Selected extract:
· · · ·

NcStream Grammar Version2 (DRAFT)

An ncstream is an ordered sequence of one or more messages:

   ncstream = MAGIC_START, {message}*, MAGIC_END
   message = headerMessage | dataMessage | errorMessage
   headerMessage = MAGIC_HEADER, vlenb, NcStreamProto.Header
   dataMessage = MAGIC_DATA, vlenb, NcStreamProto.Data, regData | vlenData | seqData | structData
   errorMessage = MAGIC_ERR, vlenb, NcStreamProto.Error

   regData = vlenb, (byte)*vlenb
   vlenData= vlenn, {vlenb, (byte)*vlenb}*vlenn
   seqData = {MAGIC_VDATA, vlenb, NcStreamProto.StructureData}*, MAGIC_VEND
   structData = vlenb, NcStreamProto.StructureData

   vlenb = variable length encoded positive integer == length of the following object in bytes
   vlenn = variable length encoded positive integer == number of objects that follow
   NcStreamProto.Header = Header message encoded by protobuf
   NcStreamProto.Data = Data message encoded by protobuf
   byte = actual bytes of data, encoding described by the NcStreamProto.Data message

primitives:

   MAGIC_START = 0x43, 0x44, 0x46, 0x53 
   MAGIC_HEADER= 0xad, 0xec, 0xce, 0xda 
   MAGIC_DATA =  0xab, 0xec, 0xce, 0xba 
   MAGIC_VDATA = 0xab, 0xef, 0xfe, 0xba 
   MAGIC_VEND  = 0xed, 0xef, 0xfe, 0xda 
   MAGIC_ERR   = 0xab, 0xad, 0xba, 0xda 
   MAGIC_END =   0xed, 0xed, 0xde, 0xde

The protobuf messages are defined by

  • thredds\cdm\src\main\java\ucar\nc2\stream\ncStream.proto
  • thredds\cdm\src\main\java\ucar\nc2\ft\point\remote\pointStream.proto

(these are files on Unidata’s GitHub repository). These are compiled by the protobuf compiler into Java and C code that does the actual encoding/decoding from the stream.

Rules

  • Messages are ordered, and the resulting dataset may depend on the order.
  • A shared dimension must be defined in the same or an earlier header message than a variable that uses it.
  • A variable must be defined first in a header message before it can be used in a data message.
  • A variable may have 0, 1, or many data messages. These are logically combined, with later data messages taking precedent. Missing data values are taken from the variable’s _FillValue attribute if it exists, else the default missing value for the dataType, following netCDF conventions.

· · · ·

To do: Quote the passage of the ncstream grammar draft above word for word, starting at "The protobuf messages" and ending at "a data message.".

Recorded data:
· · · ·

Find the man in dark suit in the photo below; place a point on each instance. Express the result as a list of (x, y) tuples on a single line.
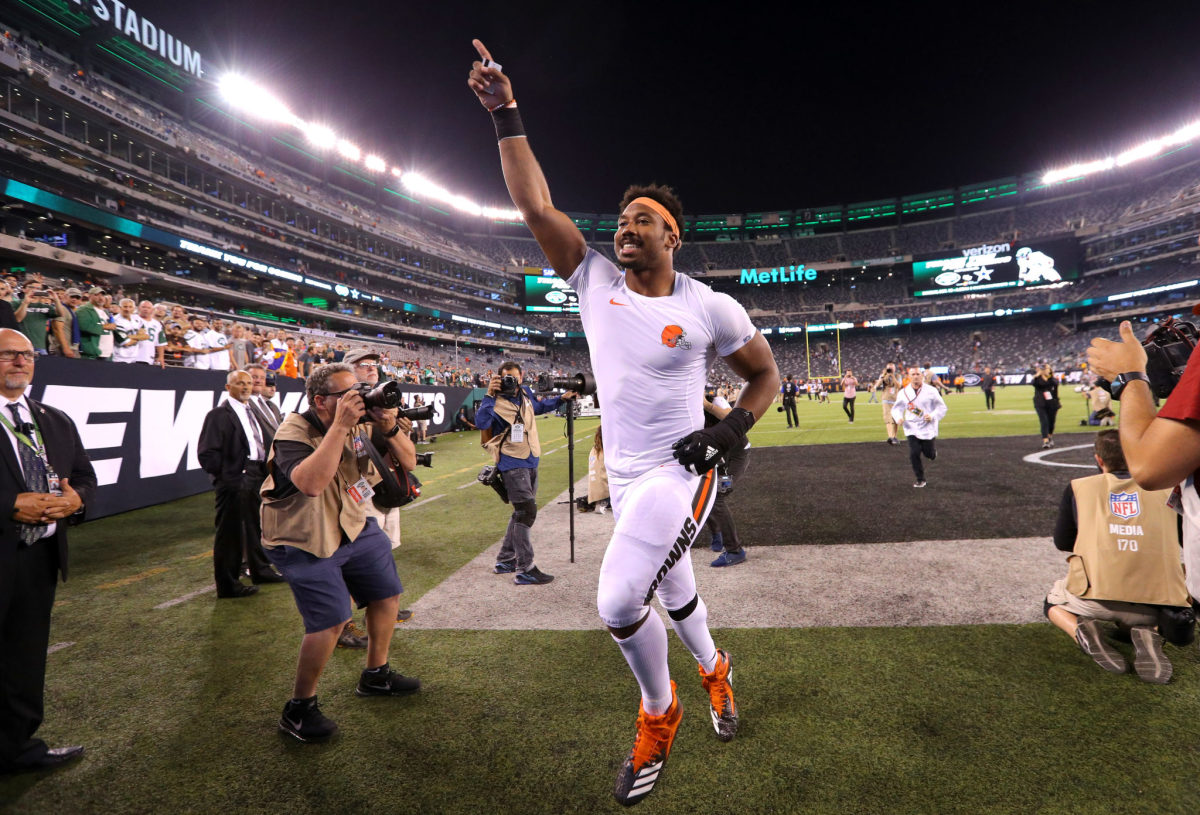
[(45, 479), (233, 450)]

· · · ·

Finished task:
The protobuf messages are defined by

  • thredds\cdm\src\main\java\ucar\nc2\stream\ncStream.proto
  • thredds\cdm\src\main\java\ucar\nc2\ft\point\remote\pointStream.proto

(these are files on Unidata’s GitHub repository). These are compiled by the protobuf compiler into Java and C code that does the actual encoding/decoding from the stream.

Rules

  • Messages are ordered, and the resulting dataset may depend on the order.
  • A shared dimension must be defined in the same or an earlier header message than a variable that uses it.
  • A variable must be defined first in a header message before it can be used in a data message.